Set task » Lay out the data below as a Markdown table with the columns Index and Text, one numbered row per nonblank line.

[start]

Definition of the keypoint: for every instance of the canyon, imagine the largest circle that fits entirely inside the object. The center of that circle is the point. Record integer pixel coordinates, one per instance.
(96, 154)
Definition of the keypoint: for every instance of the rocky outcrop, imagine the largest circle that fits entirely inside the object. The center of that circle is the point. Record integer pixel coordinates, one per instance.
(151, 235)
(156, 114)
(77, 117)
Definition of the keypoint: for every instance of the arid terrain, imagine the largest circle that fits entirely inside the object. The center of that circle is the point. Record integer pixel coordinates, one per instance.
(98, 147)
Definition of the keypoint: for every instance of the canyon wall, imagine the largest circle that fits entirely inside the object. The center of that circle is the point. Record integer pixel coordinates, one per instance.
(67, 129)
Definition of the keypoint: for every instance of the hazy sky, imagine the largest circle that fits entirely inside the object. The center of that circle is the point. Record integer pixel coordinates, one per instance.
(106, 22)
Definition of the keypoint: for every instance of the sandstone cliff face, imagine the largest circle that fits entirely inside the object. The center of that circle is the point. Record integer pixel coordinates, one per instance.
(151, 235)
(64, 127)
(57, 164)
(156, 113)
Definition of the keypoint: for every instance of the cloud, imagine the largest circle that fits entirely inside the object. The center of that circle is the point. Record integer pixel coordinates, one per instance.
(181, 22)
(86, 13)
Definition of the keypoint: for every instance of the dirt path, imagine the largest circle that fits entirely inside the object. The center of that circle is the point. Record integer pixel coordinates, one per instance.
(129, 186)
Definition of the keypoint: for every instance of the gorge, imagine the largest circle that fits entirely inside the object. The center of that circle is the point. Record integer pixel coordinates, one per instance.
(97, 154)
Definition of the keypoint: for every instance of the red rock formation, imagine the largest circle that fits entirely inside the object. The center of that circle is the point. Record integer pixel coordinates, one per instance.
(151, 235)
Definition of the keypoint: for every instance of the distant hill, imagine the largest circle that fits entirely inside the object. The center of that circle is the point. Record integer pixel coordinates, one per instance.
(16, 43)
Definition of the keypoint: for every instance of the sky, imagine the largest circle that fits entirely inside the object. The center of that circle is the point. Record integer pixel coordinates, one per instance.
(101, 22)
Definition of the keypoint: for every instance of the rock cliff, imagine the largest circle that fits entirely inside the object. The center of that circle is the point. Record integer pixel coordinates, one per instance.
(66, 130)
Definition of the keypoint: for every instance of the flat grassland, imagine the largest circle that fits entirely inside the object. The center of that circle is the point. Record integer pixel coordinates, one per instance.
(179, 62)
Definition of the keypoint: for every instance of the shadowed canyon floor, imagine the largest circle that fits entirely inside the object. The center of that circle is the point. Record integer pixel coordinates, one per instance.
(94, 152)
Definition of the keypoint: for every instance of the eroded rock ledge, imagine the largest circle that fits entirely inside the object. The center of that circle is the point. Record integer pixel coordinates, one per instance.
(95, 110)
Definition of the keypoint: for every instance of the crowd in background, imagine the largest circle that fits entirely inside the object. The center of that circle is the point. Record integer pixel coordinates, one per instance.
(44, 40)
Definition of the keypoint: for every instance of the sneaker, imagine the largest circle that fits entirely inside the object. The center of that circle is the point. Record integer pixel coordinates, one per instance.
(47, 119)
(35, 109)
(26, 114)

[end]

The solution »
| Index | Text |
|---|---|
| 1 | Definition of the keypoint: for every instance of the canyon, imagine the largest circle that fits entirely inside the object. The center of that circle is the point. Record integer pixel coordinates, one per instance. |
| 2 | (96, 154) |
| 3 | Definition of the keypoint: for every instance of the rocky outcrop, imagine the largest circle that fits entirely inside the object. The center of that circle is the point. Record integer pixel coordinates, one per instance. |
| 4 | (151, 235) |
| 5 | (156, 114) |
| 6 | (77, 117) |
| 7 | Definition of the keypoint: for every instance of the arid terrain, imagine the largest circle that fits entirely inside the object. The center of that circle is the point. Record integer pixel coordinates, one per instance. |
| 8 | (98, 147) |
| 9 | Definition of the keypoint: for every instance of the canyon wall, imagine the largest circle that fits entirely inside the object. The center of that circle is the point. Record integer pixel coordinates, one per instance. |
| 10 | (67, 129) |
| 11 | Definition of the keypoint: for every instance of the hazy sky, imagine the largest circle that fits entirely inside the object. The center of that circle is the point. Record integer pixel coordinates, one per instance. |
| 12 | (106, 22) |
| 13 | Definition of the keypoint: for every instance of the sandstone cliff face, imagine the largest circle that fits entirely inside the object. The center of that circle is the point. Record integer pixel coordinates, one per instance. |
| 14 | (151, 235) |
| 15 | (64, 127) |
| 16 | (57, 164) |
| 17 | (156, 113) |
| 18 | Definition of the keypoint: for every instance of the cloud, imagine the largest circle that fits entirely inside the object. The center of that circle is the point. Record integer pixel coordinates, one per instance. |
| 19 | (181, 22) |
| 20 | (86, 13) |
| 21 | Definition of the keypoint: for every instance of the dirt path, imagine the largest circle that fits entirely inside the object. The center of that circle is the point. Record integer pixel coordinates, one per instance. |
| 22 | (129, 186) |
| 23 | Definition of the keypoint: for every instance of the gorge, imagine the largest circle that fits entirely inside the object. The center of that circle is the point. Record integer pixel coordinates, one per instance. |
| 24 | (97, 154) |
| 25 | Definition of the keypoint: for every instance of the red rock formation, imagine the largest circle that fits entirely inside the object. The center of that circle is the point. Record integer pixel coordinates, one per instance. |
| 26 | (151, 235) |
| 27 | Definition of the keypoint: for every instance of the distant hill, imagine the largest circle that fits entirely inside the object. The center of that circle is the point. Record integer pixel coordinates, one per instance. |
| 28 | (16, 43) |
| 29 | Definition of the keypoint: for every instance of the sky, imagine the largest circle that fits entirely inside the object. The center of that circle is the point. Record integer pixel coordinates, one per instance. |
| 30 | (101, 22) |
| 31 | Definition of the keypoint: for every instance of the rock cliff, imagine the largest circle that fits entirely inside the object. The center of that circle is the point. Record integer pixel coordinates, one per instance. |
| 32 | (66, 130) |
| 33 | Definition of the keypoint: for every instance of the flat grassland, imagine the largest circle that fits entirely inside the object. The center of that circle is the point. Record integer pixel coordinates, one per instance. |
| 34 | (179, 62) |
| 35 | Definition of the keypoint: for every instance of the shadowed canyon floor, imagine the largest circle that fits entirely inside the object. The center of that circle is the point. Record integer pixel coordinates, one per instance. |
| 36 | (94, 152) |
| 37 | Definition of the keypoint: for every instance of the eroded rock ledge, imagine the largest circle that fits entirely inside the object. The center of that circle is the point. Record integer pixel coordinates, one per instance. |
| 38 | (95, 110) |
| 39 | Definition of the keypoint: for every instance of the crowd in background, imagine the largest circle that fits entirely inside the object. The center of that circle is the point. Record integer pixel coordinates, one per instance. |
| 40 | (44, 40) |
| 41 | Definition of the keypoint: for every instance of the sneaker, imagine the largest circle that fits entirely inside the object. The center of that circle is the point. Record integer pixel coordinates, one per instance. |
| 42 | (47, 119) |
| 43 | (35, 109) |
| 44 | (26, 114) |